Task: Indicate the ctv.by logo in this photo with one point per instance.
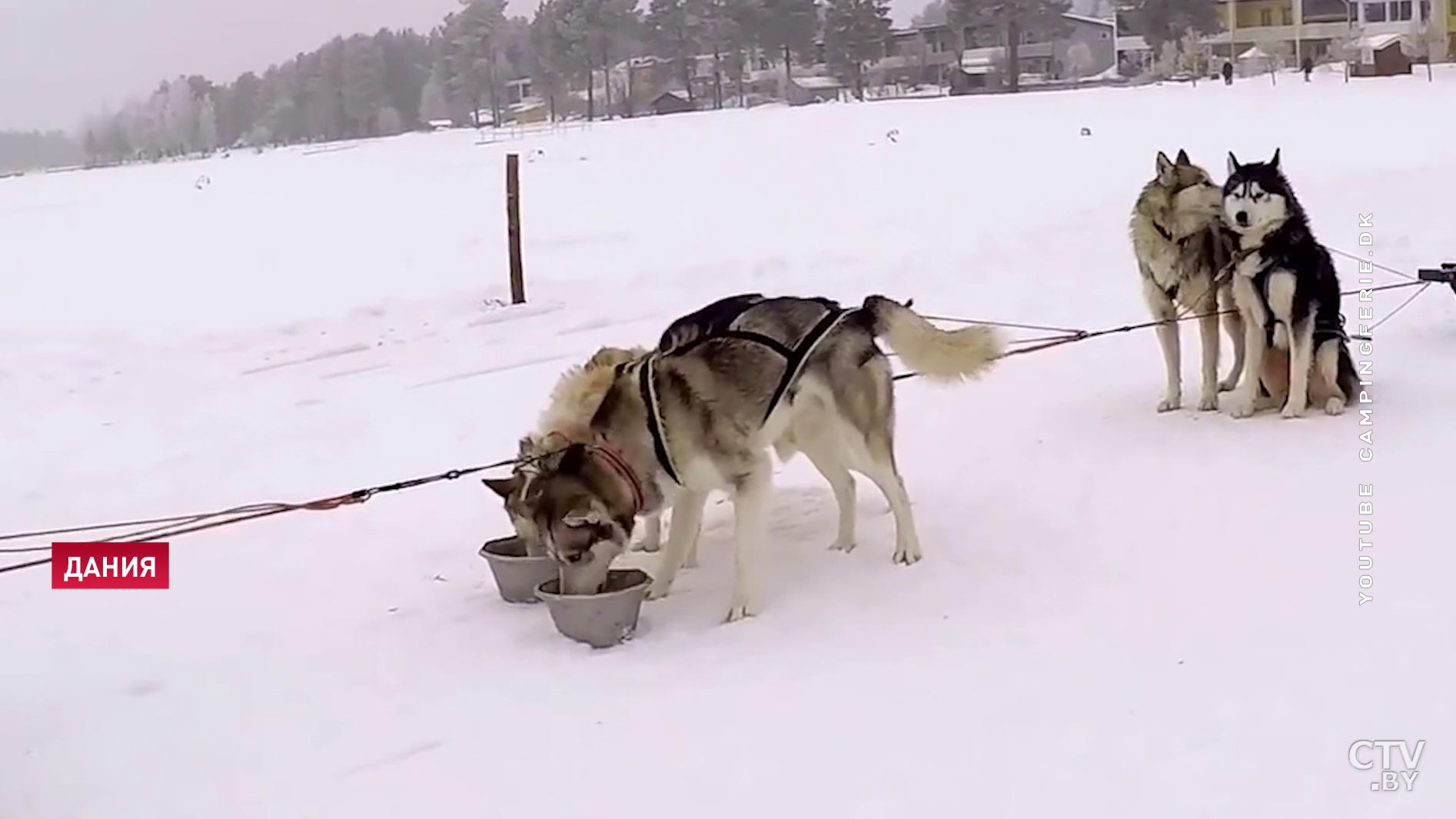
(1363, 757)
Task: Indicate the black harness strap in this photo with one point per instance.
(654, 423)
(796, 359)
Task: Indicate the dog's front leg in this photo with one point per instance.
(1232, 325)
(651, 534)
(1301, 359)
(682, 528)
(1208, 327)
(1165, 309)
(750, 512)
(1244, 400)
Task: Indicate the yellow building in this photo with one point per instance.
(1306, 28)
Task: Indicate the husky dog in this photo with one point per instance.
(702, 410)
(577, 385)
(1289, 293)
(1181, 248)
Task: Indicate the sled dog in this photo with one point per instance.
(700, 411)
(1181, 247)
(1289, 295)
(574, 388)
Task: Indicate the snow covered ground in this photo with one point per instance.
(1120, 614)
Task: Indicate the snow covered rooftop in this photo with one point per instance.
(819, 82)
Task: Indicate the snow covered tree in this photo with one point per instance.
(387, 122)
(552, 60)
(935, 14)
(207, 125)
(472, 40)
(1195, 55)
(788, 31)
(433, 104)
(1011, 21)
(855, 31)
(179, 112)
(363, 86)
(676, 32)
(593, 32)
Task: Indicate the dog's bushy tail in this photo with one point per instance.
(942, 355)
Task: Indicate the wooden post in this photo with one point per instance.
(513, 225)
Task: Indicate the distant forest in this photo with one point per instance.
(399, 81)
(25, 152)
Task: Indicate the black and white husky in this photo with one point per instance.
(1288, 291)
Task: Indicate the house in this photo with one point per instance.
(803, 91)
(1382, 55)
(1084, 45)
(1317, 28)
(672, 102)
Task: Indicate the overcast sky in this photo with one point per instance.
(61, 60)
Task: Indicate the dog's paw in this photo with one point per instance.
(740, 608)
(907, 555)
(1239, 405)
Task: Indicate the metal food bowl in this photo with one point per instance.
(600, 620)
(517, 573)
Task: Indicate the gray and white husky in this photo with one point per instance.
(702, 410)
(1181, 247)
(1289, 293)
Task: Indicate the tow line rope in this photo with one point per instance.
(187, 524)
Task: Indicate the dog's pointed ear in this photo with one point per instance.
(504, 487)
(1165, 168)
(571, 459)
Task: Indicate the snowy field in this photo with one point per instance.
(1120, 614)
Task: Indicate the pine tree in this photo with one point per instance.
(207, 125)
(855, 31)
(788, 32)
(363, 85)
(676, 32)
(552, 62)
(433, 104)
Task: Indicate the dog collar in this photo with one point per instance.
(613, 461)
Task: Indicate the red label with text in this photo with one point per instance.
(108, 566)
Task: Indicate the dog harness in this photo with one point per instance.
(716, 322)
(1327, 327)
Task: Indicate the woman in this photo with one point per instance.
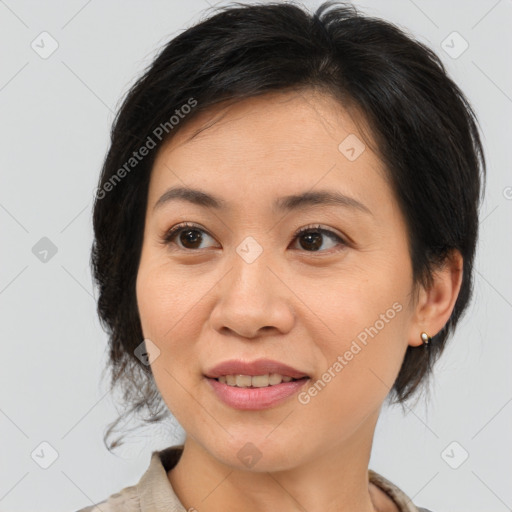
(285, 228)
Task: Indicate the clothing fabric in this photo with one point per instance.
(154, 492)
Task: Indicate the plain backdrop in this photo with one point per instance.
(56, 111)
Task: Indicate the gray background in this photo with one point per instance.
(56, 113)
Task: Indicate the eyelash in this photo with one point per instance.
(169, 235)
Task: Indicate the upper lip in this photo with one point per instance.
(252, 368)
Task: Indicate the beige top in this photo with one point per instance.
(154, 492)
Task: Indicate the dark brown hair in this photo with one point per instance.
(424, 127)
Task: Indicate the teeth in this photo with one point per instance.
(257, 381)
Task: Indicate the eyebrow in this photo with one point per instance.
(286, 203)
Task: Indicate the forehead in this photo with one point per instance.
(276, 140)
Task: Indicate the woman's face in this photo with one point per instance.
(237, 283)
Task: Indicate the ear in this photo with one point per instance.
(435, 304)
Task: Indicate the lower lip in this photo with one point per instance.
(255, 398)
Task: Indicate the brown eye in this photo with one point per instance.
(188, 236)
(311, 239)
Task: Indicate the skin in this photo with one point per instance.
(204, 305)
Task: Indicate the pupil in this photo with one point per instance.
(315, 238)
(186, 238)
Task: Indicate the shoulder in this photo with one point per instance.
(126, 500)
(401, 501)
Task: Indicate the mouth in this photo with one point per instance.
(255, 385)
(256, 381)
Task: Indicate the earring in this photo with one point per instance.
(426, 339)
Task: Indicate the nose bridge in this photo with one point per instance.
(250, 296)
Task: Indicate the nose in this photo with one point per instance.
(252, 300)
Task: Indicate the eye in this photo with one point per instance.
(191, 236)
(314, 236)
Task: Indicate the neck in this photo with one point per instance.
(336, 479)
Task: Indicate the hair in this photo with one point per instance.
(424, 128)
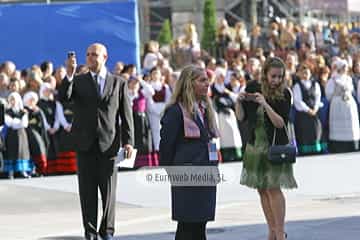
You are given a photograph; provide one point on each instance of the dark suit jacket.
(96, 118)
(189, 203)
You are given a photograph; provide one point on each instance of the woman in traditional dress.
(139, 93)
(36, 131)
(17, 153)
(230, 138)
(49, 106)
(156, 105)
(344, 132)
(307, 101)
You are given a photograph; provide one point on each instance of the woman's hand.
(260, 99)
(241, 96)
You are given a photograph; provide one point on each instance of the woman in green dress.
(265, 107)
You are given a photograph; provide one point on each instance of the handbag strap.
(286, 131)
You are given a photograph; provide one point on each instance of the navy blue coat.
(189, 203)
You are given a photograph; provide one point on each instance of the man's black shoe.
(107, 237)
(91, 236)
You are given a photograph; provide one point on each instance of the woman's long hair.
(185, 95)
(267, 91)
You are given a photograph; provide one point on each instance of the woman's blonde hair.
(185, 95)
(267, 91)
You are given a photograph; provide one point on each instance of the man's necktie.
(97, 84)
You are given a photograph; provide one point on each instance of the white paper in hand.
(123, 162)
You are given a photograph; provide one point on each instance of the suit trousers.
(96, 171)
(191, 231)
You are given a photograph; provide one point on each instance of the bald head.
(9, 68)
(96, 57)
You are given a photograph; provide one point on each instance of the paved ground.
(326, 206)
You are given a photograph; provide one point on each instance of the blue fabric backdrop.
(32, 33)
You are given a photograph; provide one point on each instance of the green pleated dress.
(257, 170)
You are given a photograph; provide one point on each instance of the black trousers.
(191, 231)
(96, 171)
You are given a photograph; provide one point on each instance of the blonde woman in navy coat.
(187, 139)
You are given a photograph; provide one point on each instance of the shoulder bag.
(279, 154)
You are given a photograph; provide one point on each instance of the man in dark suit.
(100, 100)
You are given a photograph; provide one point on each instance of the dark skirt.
(343, 146)
(308, 132)
(193, 204)
(37, 150)
(143, 141)
(17, 153)
(52, 151)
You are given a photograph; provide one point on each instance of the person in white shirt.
(308, 128)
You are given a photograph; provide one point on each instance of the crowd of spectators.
(323, 72)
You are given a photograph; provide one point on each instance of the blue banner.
(32, 33)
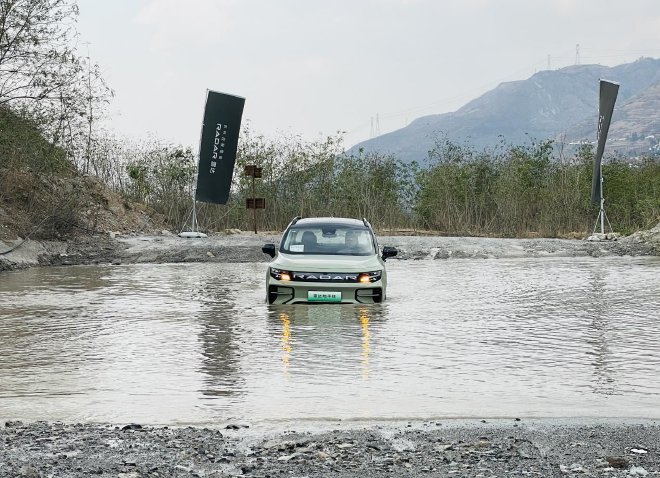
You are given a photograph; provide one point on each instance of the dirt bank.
(246, 247)
(480, 449)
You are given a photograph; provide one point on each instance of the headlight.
(367, 277)
(280, 274)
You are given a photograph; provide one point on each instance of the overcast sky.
(313, 67)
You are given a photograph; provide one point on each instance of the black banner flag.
(608, 93)
(218, 145)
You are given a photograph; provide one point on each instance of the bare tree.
(37, 57)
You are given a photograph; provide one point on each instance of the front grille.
(334, 277)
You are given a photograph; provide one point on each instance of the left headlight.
(280, 274)
(373, 276)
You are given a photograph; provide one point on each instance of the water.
(195, 344)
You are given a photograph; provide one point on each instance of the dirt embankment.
(477, 449)
(246, 247)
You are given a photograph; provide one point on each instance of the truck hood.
(322, 263)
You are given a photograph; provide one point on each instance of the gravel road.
(246, 247)
(483, 448)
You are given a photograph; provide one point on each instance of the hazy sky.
(313, 67)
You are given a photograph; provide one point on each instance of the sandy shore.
(483, 448)
(246, 247)
(477, 448)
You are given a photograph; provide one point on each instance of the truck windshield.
(330, 240)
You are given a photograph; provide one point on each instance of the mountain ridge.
(553, 104)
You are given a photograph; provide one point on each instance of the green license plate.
(320, 296)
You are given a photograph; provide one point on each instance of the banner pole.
(254, 195)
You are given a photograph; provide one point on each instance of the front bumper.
(292, 292)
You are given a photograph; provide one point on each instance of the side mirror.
(389, 251)
(269, 249)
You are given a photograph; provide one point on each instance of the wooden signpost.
(254, 203)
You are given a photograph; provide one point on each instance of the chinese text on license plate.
(321, 296)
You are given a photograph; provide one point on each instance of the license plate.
(321, 296)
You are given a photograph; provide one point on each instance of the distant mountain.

********

Set task: Could you edit the data from the line containing "the mountain ridge." through the end, changing "side mirror" to "rearview mirror" and leaving everything else untouched?

Response to the exercise:
You are given a photograph; provide one point on each instance of the mountain ridge.
(553, 104)
You are given a photograph; provide one point on each instance of the green license plate.
(320, 296)
You are given a photograph; provide one point on each instance of the banner pole.
(254, 195)
You are given a photograph; provide one point on each instance of the front bumper.
(292, 292)
You are given a photograph; provide one point on each instance of the rearview mirror.
(389, 251)
(269, 249)
You are given a photograph; provide one point on each instance of the wooden signpost.
(254, 203)
You are given a photograph; provide one point on each instance of the chinese text on license plate.
(321, 296)
You are given a photograph; provide one point on each instance of the license plate.
(321, 296)
You are given a photograph; provide one point on each instance of the distant mountain.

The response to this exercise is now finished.